Atas beberapa Kabupaten yang mendapatkan rapor merah (buruk) tersebut, kepala dinas menduga, pemimpin daerah dalam hal ini bupati dari kabupaten dimaksud, telah menggunakan dana kesehatan tersebut untuk dialokasikan agenda lain.
"Jujur saja pemimpin daerah ada yang rubah-rubah uang itu untuk lain-lain. Tidak jelas, Unit Percepatan Pembangunan Kesehatan Papua (UP2KP) turun ke kabupaten minta datanya juga datanya tidak jelas, dengan alasan yang tidak jelas, baku (saling) oper, dari Bapeda, ke Badan Keuangan, lempar salahkan DPR lempar salahkan Bupati. Mereka ini mengelabui pelaksanaan otsus ini," ujarnya.

■ ■ ■

* KERJAKAN TUGAS BERIKUT
**A.** Ketik ulang bagian teks tentang dana kesehatan di Papua, mulai dari "Atas beberapa Kabupaten" dan berakhir pada "dialokasikan agenda lain.".
**B.** Lanjutkan teks tentang penyalahgunaan dana kesehatan oleh kabupaten di Papua, mulai setelah kalimat terakhirnya.
Data sesudah teks ini tidak diperlukan untuk mengerjakan tugas apa pun.

Butir data:
■ ■ ■

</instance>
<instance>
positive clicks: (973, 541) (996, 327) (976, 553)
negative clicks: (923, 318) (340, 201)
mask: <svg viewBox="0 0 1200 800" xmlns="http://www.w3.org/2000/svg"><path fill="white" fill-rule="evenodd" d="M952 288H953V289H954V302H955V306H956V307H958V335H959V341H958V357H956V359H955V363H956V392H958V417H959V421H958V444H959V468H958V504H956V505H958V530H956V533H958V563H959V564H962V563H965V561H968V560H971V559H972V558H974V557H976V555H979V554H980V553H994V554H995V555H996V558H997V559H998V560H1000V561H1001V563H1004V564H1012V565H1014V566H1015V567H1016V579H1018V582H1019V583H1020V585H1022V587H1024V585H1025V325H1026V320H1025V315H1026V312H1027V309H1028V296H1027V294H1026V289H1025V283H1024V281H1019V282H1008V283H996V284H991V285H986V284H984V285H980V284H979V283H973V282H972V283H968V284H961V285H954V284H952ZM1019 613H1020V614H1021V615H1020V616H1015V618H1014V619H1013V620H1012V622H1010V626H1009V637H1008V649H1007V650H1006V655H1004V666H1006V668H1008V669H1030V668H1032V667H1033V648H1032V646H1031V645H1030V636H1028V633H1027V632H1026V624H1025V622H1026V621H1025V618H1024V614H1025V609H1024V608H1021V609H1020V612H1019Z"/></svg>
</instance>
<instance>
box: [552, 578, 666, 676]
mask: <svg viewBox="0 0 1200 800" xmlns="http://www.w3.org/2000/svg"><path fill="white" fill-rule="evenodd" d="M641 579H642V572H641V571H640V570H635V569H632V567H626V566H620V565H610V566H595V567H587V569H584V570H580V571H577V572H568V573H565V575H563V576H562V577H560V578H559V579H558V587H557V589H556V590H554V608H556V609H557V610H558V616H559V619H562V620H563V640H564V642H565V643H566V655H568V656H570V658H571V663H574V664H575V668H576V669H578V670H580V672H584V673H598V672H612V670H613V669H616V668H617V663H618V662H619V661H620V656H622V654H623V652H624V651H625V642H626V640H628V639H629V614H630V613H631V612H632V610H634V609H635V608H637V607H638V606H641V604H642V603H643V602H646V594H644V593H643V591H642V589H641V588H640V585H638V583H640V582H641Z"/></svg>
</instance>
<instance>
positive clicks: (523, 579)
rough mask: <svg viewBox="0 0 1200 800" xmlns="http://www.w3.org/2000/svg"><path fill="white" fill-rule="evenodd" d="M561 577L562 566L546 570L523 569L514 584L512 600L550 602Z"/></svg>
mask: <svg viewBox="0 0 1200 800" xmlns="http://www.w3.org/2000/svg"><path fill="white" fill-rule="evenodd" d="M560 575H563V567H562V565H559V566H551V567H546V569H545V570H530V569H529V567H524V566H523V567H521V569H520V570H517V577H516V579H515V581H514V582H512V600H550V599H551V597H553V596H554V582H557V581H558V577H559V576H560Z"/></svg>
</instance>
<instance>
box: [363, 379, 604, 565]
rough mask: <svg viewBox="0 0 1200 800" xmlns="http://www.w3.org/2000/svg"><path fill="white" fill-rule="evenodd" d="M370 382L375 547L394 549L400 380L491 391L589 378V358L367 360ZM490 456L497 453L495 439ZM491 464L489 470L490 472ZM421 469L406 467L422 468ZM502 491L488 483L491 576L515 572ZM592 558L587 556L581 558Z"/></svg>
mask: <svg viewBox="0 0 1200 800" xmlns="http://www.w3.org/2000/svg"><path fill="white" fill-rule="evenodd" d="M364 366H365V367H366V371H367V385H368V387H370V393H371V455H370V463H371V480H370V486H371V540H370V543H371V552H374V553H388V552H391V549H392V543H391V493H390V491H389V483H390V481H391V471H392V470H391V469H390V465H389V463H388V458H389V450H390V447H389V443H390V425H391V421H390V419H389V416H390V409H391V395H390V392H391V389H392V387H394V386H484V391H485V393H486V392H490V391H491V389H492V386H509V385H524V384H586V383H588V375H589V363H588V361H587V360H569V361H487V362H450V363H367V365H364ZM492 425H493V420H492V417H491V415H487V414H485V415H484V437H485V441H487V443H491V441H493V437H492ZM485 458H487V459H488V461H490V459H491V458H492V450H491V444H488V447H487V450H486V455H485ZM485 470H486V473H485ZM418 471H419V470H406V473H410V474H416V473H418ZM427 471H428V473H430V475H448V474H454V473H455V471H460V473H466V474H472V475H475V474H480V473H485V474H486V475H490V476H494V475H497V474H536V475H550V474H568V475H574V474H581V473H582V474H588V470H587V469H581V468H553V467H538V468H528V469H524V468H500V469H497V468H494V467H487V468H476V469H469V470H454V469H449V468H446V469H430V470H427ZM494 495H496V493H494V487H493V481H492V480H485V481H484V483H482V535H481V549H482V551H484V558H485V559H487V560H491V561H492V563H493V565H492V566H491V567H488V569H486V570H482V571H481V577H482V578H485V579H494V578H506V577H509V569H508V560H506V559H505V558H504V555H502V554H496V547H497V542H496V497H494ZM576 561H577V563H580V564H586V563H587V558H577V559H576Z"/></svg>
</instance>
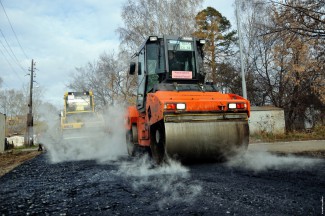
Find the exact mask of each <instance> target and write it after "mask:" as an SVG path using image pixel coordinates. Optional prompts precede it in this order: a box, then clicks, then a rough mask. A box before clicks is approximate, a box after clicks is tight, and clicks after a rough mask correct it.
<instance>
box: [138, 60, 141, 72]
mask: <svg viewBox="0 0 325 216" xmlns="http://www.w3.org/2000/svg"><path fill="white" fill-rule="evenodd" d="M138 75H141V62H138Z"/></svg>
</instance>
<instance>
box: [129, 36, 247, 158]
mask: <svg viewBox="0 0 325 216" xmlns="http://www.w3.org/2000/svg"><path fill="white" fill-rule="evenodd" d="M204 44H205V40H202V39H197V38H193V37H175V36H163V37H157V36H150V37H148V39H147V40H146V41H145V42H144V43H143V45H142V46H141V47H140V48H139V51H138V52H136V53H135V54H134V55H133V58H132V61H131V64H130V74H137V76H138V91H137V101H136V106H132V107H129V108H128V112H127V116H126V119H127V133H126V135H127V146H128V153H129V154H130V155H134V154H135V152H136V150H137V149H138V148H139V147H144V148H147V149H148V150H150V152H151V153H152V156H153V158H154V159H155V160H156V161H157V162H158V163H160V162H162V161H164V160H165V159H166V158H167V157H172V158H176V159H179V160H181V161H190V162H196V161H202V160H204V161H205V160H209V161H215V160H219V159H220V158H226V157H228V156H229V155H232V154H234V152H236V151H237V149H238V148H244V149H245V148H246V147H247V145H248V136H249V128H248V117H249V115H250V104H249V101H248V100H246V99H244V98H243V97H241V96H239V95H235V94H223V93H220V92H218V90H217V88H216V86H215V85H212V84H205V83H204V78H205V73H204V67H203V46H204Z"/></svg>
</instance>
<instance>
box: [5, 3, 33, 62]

■ ■ ■

* JAWABAN TIAP TUGAS
**A.**
Atas beberapa Kabupaten yang mendapatkan rapor merah (buruk) tersebut, kepala dinas menduga, pemimpin daerah dalam hal ini bupati dari kabupaten dimaksud, telah menggunakan dana kesehatan tersebut untuk dialokasikan agenda lain.

**B.**
Meski begitu, Dinkes Provinsi Papua, menganggap merahnya rapor pelayanan kesehatan di kabupaten - kabupaten tersebut, belum dimaksimalkan.
"Seperti Kabupaten Yalimo, Tolikara, Paniai, Mappi, disana dana alokasi kesehatan cukup dan digunakan sebagaimana mestinya. Sehingga, dari yang indikator berwarna merah langsung menjadi kuning, bahkan hijau, Sedangkan kabupaten dengan rapor merah, sebetulnya sudah melaksanakan, namun belum maksimal," katanya.